■ Your instructions
Print everything in the records from the line containing "Find the tile" down to the line containing "POLYGON ((65 55, 65 92, 76 92, 76 57, 65 55))", inclusive, exactly as it appears.

■ Dataset excerpts
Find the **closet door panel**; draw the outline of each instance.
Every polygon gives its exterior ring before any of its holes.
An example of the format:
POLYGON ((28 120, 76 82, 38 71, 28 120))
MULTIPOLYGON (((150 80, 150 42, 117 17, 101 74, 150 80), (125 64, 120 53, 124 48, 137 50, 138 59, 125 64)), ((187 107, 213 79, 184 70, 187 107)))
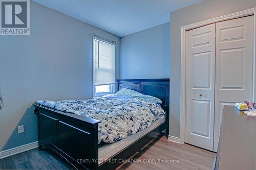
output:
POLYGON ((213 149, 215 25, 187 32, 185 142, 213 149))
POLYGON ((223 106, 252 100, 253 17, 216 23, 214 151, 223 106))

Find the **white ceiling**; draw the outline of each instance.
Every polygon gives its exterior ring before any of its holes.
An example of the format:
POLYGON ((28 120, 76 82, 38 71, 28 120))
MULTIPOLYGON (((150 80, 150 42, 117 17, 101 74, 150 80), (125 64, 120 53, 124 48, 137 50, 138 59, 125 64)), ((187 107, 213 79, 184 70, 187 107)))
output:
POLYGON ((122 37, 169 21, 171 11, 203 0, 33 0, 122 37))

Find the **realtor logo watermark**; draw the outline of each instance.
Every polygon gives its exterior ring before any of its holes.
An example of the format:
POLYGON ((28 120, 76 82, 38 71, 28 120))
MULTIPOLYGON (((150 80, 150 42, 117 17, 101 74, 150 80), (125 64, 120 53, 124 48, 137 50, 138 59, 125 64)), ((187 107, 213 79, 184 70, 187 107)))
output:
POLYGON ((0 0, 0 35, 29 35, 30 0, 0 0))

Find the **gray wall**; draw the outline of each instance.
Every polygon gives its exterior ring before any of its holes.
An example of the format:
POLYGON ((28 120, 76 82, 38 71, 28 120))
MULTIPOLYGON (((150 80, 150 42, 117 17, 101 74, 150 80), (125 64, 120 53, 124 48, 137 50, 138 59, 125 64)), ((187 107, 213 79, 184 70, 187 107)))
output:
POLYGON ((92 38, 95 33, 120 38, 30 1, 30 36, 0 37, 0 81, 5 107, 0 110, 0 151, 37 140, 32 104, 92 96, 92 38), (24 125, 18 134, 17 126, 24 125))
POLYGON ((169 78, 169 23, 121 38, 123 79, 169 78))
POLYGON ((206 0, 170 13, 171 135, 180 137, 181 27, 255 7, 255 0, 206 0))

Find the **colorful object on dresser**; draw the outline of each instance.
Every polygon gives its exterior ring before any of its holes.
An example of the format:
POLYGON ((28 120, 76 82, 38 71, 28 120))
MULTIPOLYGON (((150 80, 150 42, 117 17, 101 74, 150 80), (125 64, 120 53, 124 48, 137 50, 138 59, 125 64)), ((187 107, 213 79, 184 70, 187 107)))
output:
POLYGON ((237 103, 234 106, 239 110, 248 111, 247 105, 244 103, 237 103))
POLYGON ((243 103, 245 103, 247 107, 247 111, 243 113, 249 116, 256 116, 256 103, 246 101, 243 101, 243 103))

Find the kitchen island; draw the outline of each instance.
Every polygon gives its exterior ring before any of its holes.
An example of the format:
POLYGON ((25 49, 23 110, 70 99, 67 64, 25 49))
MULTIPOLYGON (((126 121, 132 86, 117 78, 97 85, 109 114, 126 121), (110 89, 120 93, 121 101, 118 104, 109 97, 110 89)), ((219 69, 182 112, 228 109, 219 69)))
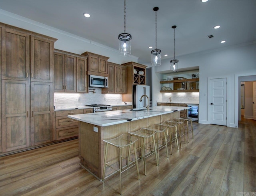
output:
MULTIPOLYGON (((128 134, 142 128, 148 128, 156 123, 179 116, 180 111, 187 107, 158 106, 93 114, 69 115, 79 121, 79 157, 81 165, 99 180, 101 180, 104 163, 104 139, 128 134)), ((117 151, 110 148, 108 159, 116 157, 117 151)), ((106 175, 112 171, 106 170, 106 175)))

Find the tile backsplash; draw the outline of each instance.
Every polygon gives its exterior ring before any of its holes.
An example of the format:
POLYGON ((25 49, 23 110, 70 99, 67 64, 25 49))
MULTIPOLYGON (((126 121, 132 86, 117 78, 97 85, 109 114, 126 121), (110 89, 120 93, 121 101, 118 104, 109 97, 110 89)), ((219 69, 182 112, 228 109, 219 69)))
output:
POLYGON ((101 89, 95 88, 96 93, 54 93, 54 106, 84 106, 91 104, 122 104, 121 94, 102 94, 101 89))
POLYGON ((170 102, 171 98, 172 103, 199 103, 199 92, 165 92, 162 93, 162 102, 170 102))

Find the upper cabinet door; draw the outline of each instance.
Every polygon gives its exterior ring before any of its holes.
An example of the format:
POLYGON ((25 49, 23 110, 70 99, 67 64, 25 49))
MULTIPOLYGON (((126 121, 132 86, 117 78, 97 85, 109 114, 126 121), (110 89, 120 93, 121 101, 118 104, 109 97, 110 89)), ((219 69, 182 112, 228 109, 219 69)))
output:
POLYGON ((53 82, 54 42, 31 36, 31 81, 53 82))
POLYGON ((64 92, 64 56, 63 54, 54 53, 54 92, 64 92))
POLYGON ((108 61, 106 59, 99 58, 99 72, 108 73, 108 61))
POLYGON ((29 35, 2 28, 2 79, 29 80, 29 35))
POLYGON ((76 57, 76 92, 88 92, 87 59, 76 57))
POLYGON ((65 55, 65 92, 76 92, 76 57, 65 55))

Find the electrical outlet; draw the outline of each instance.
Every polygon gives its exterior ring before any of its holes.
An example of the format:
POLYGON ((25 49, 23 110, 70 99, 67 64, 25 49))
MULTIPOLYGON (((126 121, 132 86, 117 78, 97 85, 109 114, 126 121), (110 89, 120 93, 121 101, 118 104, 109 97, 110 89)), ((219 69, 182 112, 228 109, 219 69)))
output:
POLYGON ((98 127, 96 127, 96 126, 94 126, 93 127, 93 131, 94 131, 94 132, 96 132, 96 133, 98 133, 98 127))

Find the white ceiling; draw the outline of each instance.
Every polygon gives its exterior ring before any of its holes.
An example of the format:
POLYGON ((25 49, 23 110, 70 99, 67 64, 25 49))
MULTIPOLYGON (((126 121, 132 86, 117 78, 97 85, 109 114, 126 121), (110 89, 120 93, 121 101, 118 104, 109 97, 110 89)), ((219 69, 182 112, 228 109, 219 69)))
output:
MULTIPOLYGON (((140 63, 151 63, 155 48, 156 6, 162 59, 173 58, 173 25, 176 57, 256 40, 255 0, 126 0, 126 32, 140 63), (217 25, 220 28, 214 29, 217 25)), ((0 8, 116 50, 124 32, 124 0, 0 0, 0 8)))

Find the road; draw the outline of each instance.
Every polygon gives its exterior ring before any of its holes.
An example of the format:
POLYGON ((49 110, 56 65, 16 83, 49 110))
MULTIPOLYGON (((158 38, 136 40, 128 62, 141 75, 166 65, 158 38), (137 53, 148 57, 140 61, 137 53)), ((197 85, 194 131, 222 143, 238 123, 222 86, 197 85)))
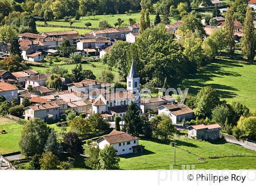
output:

■ Complete response
Find the tile backsplash; draw the outline of each instance.
Every polygon gives its exterior ring before any of its holes.
An example of the format:
POLYGON ((25 49, 23 110, 70 99, 67 64, 25 49))
MULTIPOLYGON (((126 121, 132 86, 117 78, 97 85, 109 114, 126 121), (110 89, 120 93, 121 101, 118 104, 109 97, 110 89)), ((219 69, 182 112, 228 109, 219 69)))
output:
POLYGON ((101 89, 95 88, 96 93, 54 93, 54 106, 84 106, 91 104, 122 104, 121 94, 102 94, 101 89))
POLYGON ((170 102, 171 98, 172 103, 199 103, 199 92, 165 92, 162 93, 162 102, 170 102))

Find the upper cabinet door; draw the outline of each instance.
Every polygon gives its exterior ring before any of its holes.
An example of the format:
POLYGON ((25 49, 23 110, 70 99, 67 64, 25 49))
MULTIPOLYGON (((126 121, 132 86, 117 78, 97 85, 109 114, 126 121), (110 89, 120 93, 121 101, 118 104, 109 97, 110 89)), ((219 69, 182 112, 228 109, 219 69)))
output:
POLYGON ((53 82, 54 42, 31 36, 31 81, 53 82))
POLYGON ((64 92, 64 56, 63 54, 54 53, 54 92, 64 92))
POLYGON ((108 61, 106 59, 99 58, 99 72, 108 73, 108 61))
POLYGON ((29 35, 2 28, 2 79, 29 80, 29 35))
POLYGON ((76 57, 76 92, 88 92, 87 59, 76 57))
POLYGON ((65 55, 65 92, 76 92, 76 57, 65 55))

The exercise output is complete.